Today we’d like to introduce you to Amelia Allen.

Amelia, can you briefly walk us through your story – how you started and how you got to where you are today.
I was born and raised in Calgary, Canada. I have been playing music for as long as I can remember and grew up in a very musical household with my dad always playing and writing songs on the piano and guitar. I wrote my first song on the piano at eight years old and I can still remember how to play it to this day. My musical roots are in songwriting, and growing up, it was always my dream to be able to make my love of music into my career – but for some reason, going into university I chose to pursue an undergraduate degree in Mechanical Engineering while maintaining music as my hobby…I think I felt that trying to make it as a songwriter/performer was an unrealistic goal, and when I was really strong in math and physics it made more sense to follow that path. It wasn’t until my last year of engineering that I realized how unhappy and unfulfilled I was in that industry, and I promised myself that once I graduated, I would ditch engineering and follow my dreams in music – which is exactly what I did. I ended up working for a commercial audio post-production house in Calgary where I was exposed to music for film and I absolutely fell in love with it.

I worked there for a few years and then applied to the USC Screen Scoring program; I figured there was no way I would get in as it is a very competitive program and I a didn’t have a formal undergraduate degree in music – so I was completely shocked and elated when I was accepted. My year at USC shaped my music so much and provided me with growth I didn’t even think was possible. It was there that I had my first experience composing for an orchestra and the feeling of hearing a group of such talented musicians play your music for the first time is truly inexplicable. Since graduating, I have done a number of short films and I have my first feature documentary lined up to start in the next few months, which I’m really excited about. I’m also working on a feature track for a short film, which allows me to incorporate my love for songwriting and production into my work.

Great, so let’s dig a little deeper into the story – has it been an easy path overall and if not, what were the challenges you’ve had to overcome?
I have definitely taken an unconventional path to get to where I am today, however, I do think that my background in engineering has allowed me to grow as a musician in unexpected ways – there is such a link between math and music and I think it has really helped me in both my fluency with production software and understanding music theory.

Beyond that, there is the obvious obstacle of COVID – the last three months of my degree at USC were online and I was completing them remotely from Canada. We had a lot of live recording sessions scheduled for those last three months, all of which either got canceled or reformatted into an online setting. But trying to take away the positive from this crazy situation, we were able to have guided experience in recording remote and online orchestras, which is likely something that will become more of the norm going forward, so I am grateful for the opportunity to have done that in a learning environment and to be better prepared to do it on my own as a professional.

What else should our readers know?
In addition to being a composer for film, television, and video games, I try to incorporate songwriting as much as possible into my work today.

Is there a characteristic or quality that you feel is essential to success?
I am still early in my career so I think my ability to be a musical chameleon has allowed me to take on projects I never would have imagined I’d be doing. I am also a ‘yes’ person, which I think is a really important quality when working with a director who may want to experiment with the score and not be 100% sure of the direction – sometimes it means you take the long way to get to the end product, but it’s always worth it to find that sound that elevates the film.

**Recorded data**
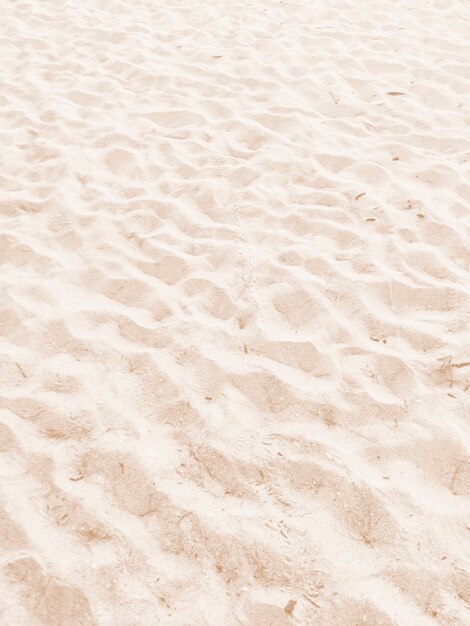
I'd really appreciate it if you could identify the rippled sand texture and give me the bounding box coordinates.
[0,0,470,626]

**Task to complete**
Does each statement below agree with the interview with Amelia Allen? Answer yes or no for each, and quote the words from the interview that decide it.
(a) She wrote her first song on the guitar.
(b) She completed the last three months of her USC degree online.
(c) She pursued an undergraduate degree in Mechanical Engineering.

**Exercise output**
(a) No: "I wrote my first song on the piano at eight years old"
(b) Yes: "the last three months of my degree at USC were online"
(c) Yes: "I chose to pursue an undergraduate degree in Mechanical Engineering"